Translate this sentence from the notes on metric spaces below into French: "We want to construct a functor from $Graph$ to the category of metric spaces."

*Page text*
━━━━━━━━

Metric spaces, Pospaces and Local pospaces

Metric Spaces

We want to construct a functor from $Graph$ to the category of metric spaces.

Category of metric spaces:

  • morphisms:

    • isometries/embeddings:

      \begin{cases} (X, d_X) &⟶ (Y, d_Y) \\ f:X → Y &⟼ \text{ a map st } d_Y(f(x), f(y)) = d_Y(x, y) \end{cases}

      they are monos ⟶ most rigid definition

    • \vert\vert\vert T \vert\vert\vert \; ≝ \; \sup \lbrace \Vert T(x) \Vert \; \mid \; \Vert x \Vert ∈ \overline{B}(0, 1) \rbrace
      Contractive morphism:

      if $d_Y(f(x), f(y)) ≤ d_Y(x, y)$, or more generally: $r$-Lipschitz maps: $d_Y(f(x), f(y)) ≤ r_f \cdot d_Y(x, y)$ with $r_f ≥ 0$ (where $r_f$ is the operator norm)

    • any distance on a set $X$ induces a topology on $X$ (basis of open sets: open balls):

      U \text{ open iff } ∀x ∈ U, ∃r > 0 \text{ st } B(x, r) ⊆ U

      NB: if $B(x, r_i) ⊆ U_i$, then $B(x, \min_i r_i) ⊆ \bigcap\limits_{i} U_i$ for a finite intersection

      most loose definition, because many different metrics may induce the same topology

Length spaces

Distance between $A$ and $B$: length of the shortest path from $A$ to $B$ (may not be the straight line)

Length $l(γ)$ of a path $γ:[0, r] ⟶ (X, d)$: lub of the sums

\sum\limits_{ i=1 }^n d(γ(t_{i-1}), γ(t_i))

for all $n ∈ ℕ$, and $0 = t_0 ≤ ⋯ ≤ t_n = r$

NB: it may happen that it is infinite (e.g. if your path is a fractal)

━━━━━━━━

*Records supplied*
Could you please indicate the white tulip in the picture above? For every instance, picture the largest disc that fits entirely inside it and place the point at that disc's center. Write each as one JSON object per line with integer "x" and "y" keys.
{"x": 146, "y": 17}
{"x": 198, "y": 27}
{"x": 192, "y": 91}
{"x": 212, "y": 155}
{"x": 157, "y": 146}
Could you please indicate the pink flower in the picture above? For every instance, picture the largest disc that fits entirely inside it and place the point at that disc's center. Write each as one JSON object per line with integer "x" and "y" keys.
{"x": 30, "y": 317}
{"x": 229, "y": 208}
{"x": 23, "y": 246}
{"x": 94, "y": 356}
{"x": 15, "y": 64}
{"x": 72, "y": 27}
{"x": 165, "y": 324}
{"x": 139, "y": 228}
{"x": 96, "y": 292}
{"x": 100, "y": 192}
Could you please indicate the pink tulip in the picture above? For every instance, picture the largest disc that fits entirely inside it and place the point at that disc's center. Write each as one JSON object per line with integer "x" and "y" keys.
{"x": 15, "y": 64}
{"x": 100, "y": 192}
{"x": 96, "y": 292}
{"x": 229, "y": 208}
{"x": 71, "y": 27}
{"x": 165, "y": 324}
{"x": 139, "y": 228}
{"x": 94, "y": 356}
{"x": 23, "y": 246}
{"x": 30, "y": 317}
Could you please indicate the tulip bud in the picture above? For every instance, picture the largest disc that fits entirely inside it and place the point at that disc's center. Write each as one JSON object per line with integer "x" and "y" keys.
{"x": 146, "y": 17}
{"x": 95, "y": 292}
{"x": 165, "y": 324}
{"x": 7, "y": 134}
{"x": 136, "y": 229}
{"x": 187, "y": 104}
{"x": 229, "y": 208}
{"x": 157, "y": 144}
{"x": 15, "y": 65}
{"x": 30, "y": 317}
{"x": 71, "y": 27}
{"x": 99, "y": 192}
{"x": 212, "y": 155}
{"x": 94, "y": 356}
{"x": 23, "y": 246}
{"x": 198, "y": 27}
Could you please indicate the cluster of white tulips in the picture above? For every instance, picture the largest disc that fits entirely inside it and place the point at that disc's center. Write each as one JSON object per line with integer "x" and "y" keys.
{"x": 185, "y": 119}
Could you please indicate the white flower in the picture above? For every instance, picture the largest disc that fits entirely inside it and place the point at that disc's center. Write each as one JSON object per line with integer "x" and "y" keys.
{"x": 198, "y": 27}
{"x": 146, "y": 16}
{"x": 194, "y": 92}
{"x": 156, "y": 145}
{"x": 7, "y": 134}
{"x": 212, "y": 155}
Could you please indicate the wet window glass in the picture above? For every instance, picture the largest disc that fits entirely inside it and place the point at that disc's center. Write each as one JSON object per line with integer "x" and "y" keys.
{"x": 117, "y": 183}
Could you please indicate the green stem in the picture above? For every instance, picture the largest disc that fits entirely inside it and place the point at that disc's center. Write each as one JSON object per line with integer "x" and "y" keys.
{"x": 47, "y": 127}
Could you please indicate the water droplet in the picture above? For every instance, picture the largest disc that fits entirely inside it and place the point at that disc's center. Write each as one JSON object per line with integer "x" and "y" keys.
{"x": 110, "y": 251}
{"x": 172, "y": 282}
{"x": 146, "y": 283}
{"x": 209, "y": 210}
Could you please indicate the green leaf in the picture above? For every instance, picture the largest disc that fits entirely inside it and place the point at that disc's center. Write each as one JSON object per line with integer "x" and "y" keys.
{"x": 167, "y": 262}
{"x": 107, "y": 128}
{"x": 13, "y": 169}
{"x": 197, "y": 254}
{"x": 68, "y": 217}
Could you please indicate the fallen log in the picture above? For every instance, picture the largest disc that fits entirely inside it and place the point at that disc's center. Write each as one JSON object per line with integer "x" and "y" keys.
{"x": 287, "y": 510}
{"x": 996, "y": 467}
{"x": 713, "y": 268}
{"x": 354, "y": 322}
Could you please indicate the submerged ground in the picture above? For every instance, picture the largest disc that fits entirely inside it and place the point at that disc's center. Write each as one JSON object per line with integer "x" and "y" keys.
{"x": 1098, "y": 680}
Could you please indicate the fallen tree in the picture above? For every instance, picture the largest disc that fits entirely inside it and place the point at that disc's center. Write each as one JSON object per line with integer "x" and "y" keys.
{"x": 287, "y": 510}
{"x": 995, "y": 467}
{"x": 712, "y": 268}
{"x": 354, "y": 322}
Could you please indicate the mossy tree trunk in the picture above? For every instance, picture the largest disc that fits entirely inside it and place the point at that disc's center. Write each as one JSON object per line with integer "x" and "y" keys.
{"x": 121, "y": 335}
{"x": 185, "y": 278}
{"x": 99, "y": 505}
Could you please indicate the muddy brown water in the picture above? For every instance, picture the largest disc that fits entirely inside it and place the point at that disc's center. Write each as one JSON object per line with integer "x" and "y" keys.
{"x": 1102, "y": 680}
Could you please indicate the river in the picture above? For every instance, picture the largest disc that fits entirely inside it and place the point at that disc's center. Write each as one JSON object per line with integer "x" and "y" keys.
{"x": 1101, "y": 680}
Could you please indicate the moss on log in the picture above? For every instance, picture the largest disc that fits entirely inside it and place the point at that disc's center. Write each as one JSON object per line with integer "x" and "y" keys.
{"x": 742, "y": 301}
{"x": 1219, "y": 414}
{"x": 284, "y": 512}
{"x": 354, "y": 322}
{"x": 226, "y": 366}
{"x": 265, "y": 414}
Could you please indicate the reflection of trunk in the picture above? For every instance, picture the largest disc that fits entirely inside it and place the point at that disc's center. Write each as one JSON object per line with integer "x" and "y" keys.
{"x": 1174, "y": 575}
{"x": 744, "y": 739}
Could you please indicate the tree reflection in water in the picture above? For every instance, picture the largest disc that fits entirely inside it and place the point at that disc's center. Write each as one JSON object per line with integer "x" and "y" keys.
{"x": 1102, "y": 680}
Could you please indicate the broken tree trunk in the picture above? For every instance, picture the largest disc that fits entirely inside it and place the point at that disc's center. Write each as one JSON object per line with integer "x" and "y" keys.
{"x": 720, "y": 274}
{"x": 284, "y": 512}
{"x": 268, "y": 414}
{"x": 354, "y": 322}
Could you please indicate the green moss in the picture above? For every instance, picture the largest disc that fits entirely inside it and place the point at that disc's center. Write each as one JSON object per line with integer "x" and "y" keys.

━━━━━━━━

*Solution to the problem*
Nous voulons construire un foncteur de $Graph$ vers la catégorie des espaces métriques.